*What you need to do:*
Copy out all of the data exactly as it appears.

*Provided information:*
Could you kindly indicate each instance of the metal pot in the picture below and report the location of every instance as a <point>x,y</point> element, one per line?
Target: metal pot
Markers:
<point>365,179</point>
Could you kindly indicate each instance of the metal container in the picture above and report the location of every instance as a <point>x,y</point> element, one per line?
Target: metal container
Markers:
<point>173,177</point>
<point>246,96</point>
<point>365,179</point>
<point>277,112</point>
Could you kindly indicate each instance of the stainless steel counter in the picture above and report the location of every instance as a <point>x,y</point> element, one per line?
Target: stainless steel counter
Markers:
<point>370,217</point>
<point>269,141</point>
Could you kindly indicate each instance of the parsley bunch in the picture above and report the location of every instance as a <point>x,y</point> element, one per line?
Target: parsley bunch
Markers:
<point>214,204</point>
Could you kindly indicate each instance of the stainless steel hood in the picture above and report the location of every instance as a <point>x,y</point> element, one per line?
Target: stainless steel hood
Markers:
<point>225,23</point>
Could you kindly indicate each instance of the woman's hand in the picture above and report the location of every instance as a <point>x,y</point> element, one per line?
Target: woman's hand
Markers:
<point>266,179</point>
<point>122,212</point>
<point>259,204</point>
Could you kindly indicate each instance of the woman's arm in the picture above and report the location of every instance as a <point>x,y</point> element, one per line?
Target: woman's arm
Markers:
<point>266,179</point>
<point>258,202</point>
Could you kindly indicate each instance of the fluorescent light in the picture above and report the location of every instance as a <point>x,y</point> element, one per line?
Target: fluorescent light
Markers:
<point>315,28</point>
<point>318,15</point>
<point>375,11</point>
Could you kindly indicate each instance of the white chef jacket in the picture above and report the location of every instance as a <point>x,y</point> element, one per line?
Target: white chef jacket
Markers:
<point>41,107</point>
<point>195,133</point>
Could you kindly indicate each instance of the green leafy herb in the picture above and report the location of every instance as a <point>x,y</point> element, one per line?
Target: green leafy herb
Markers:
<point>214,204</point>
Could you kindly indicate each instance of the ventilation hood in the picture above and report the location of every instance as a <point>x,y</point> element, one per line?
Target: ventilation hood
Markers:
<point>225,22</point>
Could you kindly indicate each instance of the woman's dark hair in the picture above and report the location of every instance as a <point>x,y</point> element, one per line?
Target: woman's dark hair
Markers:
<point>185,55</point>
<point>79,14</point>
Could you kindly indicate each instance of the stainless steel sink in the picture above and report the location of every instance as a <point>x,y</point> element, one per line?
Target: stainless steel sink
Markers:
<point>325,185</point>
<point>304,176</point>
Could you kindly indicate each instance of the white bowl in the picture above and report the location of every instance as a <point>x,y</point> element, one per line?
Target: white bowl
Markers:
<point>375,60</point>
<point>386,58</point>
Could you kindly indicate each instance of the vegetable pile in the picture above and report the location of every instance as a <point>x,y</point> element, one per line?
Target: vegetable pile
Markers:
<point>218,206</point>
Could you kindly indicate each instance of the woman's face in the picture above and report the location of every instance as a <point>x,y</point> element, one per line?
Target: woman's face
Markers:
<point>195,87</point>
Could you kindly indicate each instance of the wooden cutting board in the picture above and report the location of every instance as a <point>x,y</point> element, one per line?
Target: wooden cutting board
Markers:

*Answer to this problem:*
Could you kindly indicate each instance of the metal pot in the picture below and report the location of every instance as a <point>x,y</point> element, one per line?
Target: metal pot
Markers:
<point>365,179</point>
Could you kindly indicate each instance of the metal container in the picture above and report the location of every instance as a <point>x,y</point> element, one per line?
Target: metal container
Markers:
<point>173,177</point>
<point>246,96</point>
<point>365,179</point>
<point>277,112</point>
Could you kindly indicate each instance of the stainless steel counter in the picture above and report the location of every instance as a <point>x,y</point> element, one per line?
Target: stainless steel counter
Markers:
<point>370,217</point>
<point>269,141</point>
Could you kindly indicate each instance of the parsley bunch in the picture above and report the location of every instance as a <point>x,y</point> element, one per line?
Target: parsley bunch
Markers:
<point>214,204</point>
Could you kindly indicate each instance of the stainless steel hood in the picture above and report the location of every instance as a <point>x,y</point> element, one per line?
Target: stainless steel hood
Markers:
<point>225,23</point>
Could you kindly indicate each instance of the woman's hand in the picture above and report the location of every instance as a <point>x,y</point> element, one per line?
Target: woman's hand
Markers:
<point>266,179</point>
<point>122,212</point>
<point>259,204</point>
Could you kindly indicate each instance of the woman's arm in the picture above and report the location of every instance as a <point>x,y</point> element, one per line?
Target: woman's arm
Markers:
<point>266,179</point>
<point>258,202</point>
Could you kindly indicate each instance of the fluorescent light in the picture above and report the location of every instance as a <point>x,y</point> element, one per line?
Target: fluorescent light
Markers:
<point>315,28</point>
<point>318,15</point>
<point>375,11</point>
Could you kindly indicate each instance of the white chef jacket in the picture above and report the location of every instance as a <point>x,y</point> element, one per line?
Target: white chef jacket
Markers:
<point>41,107</point>
<point>195,133</point>
Could you kindly indicate each instance of the green leafy herb in the picture above and report the location of every instance as a <point>x,y</point> element, one per line?
Target: green leafy herb
Markers:
<point>214,204</point>
Could you kindly indicate each instance of the ventilation hood in the picture above and report the location of every instance as a <point>x,y</point> element, one per line?
Target: ventilation hood
Markers:
<point>225,22</point>
Could you kindly indicate each instance of the woman's dark hair in the picture above and report the location of every instance as a <point>x,y</point> element, one per line?
Target: woman's dark hair
Markers:
<point>185,55</point>
<point>79,14</point>
Could you kindly indicate each instance of the stainless steel sink in the picture above and report the location of every instance as a <point>x,y</point> element, one per line?
Target: stainless steel sink
Markers:
<point>325,185</point>
<point>304,176</point>
Could you kindly indicate each instance of the white bowl in the picture above and report the location of every instance as a <point>x,y</point> element, one per line?
Target: white bowl
Markers:
<point>375,60</point>
<point>386,58</point>
Could you kindly indicate each instance of the vegetable pile in the picture above and report the location of every instance as a <point>x,y</point> element, one per line?
Target: vegetable pile
Markers:
<point>218,206</point>
Could you kindly indicate each instance of the woman's face in the picture above and report the location of every instance as a <point>x,y</point> element, one per line?
Target: woman's face
Markers:
<point>195,87</point>
Could you kindly indicate each instance of the wooden cutting board in the picture above and report the location of every instance as a <point>x,y</point> element, one per line?
Target: wooden cutting board
Markers:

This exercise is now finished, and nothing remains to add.